Exercise data
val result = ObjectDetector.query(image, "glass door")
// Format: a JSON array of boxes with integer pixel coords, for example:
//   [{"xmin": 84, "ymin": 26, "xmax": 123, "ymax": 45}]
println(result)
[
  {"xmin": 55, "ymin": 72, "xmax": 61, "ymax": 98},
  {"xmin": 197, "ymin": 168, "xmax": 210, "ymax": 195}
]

Aim of the task
Every line from the one holding "Format: a JSON" through the last line of the listing above should be set down exactly, and nothing more.

Written response
// Format: a JSON array of boxes with integer pixel coords, for example:
//   [{"xmin": 84, "ymin": 26, "xmax": 123, "ymax": 45}]
println(result)
[
  {"xmin": 55, "ymin": 72, "xmax": 61, "ymax": 98},
  {"xmin": 197, "ymin": 168, "xmax": 210, "ymax": 195}
]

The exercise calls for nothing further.